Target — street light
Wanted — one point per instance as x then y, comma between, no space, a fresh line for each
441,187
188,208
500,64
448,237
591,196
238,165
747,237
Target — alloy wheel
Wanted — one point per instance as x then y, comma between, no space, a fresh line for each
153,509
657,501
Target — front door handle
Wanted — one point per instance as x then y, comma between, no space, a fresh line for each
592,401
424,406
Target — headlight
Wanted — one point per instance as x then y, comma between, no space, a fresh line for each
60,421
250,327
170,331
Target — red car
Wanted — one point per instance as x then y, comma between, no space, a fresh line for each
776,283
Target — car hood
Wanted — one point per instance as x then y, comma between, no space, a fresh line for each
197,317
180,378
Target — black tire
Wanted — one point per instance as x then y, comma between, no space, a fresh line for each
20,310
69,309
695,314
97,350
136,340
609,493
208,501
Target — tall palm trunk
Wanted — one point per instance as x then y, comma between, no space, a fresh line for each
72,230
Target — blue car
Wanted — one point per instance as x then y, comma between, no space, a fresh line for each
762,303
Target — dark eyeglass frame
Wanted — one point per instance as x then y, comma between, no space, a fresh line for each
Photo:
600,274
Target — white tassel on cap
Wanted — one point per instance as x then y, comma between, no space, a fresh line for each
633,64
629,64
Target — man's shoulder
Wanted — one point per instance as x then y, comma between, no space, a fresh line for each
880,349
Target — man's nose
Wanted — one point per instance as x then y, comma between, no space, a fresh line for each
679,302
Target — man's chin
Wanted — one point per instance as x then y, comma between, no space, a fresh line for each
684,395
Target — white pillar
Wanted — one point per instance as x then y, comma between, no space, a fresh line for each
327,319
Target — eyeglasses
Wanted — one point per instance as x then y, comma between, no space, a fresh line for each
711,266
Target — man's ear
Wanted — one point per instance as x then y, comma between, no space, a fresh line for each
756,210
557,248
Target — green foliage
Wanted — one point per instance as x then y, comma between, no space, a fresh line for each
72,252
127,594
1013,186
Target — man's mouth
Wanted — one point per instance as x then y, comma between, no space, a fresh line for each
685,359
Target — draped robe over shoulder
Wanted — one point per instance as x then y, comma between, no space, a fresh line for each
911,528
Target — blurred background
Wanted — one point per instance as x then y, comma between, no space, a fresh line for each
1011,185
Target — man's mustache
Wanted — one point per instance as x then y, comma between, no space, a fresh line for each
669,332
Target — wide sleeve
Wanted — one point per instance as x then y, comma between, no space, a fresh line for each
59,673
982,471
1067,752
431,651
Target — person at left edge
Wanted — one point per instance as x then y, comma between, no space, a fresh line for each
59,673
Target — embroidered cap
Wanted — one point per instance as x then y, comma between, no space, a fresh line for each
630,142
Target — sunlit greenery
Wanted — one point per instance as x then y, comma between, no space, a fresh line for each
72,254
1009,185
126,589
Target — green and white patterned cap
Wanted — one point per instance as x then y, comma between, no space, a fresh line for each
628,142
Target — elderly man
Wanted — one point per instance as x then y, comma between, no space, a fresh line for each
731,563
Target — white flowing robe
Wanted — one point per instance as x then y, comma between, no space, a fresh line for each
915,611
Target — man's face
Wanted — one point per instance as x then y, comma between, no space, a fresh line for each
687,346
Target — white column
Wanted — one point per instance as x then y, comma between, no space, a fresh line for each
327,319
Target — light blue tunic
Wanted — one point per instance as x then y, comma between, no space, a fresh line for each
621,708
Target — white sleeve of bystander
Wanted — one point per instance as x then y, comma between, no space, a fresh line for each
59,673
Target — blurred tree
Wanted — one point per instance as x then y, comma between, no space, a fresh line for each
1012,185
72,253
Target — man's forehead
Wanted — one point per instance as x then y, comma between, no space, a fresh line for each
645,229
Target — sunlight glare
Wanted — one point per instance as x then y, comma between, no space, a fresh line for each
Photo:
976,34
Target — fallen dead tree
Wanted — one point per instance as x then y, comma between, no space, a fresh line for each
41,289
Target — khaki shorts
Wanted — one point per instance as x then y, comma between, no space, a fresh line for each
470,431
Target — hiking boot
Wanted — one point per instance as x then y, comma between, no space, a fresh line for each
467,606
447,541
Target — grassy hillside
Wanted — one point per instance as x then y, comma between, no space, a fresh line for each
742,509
= = =
* [Given problem]: Reproduce the records from the line that contains "Target — khaki shorts" through the end of the records, with every line included, and shift each answer point by adding 138 to both its x and its y coordinate.

* [Answer to this task]:
Target — khaki shorts
Wanted — one point per instance as x then y, comma between, no space, a fresh line for each
608,569
Target — hiking boot
Wanted — one point per instance as x then y, comma between, no space, a fresh line for each
605,744
585,679
Target — grassy hillside
Wanted — one point per instance as x then y, comma between, no space, a fresh line for each
880,647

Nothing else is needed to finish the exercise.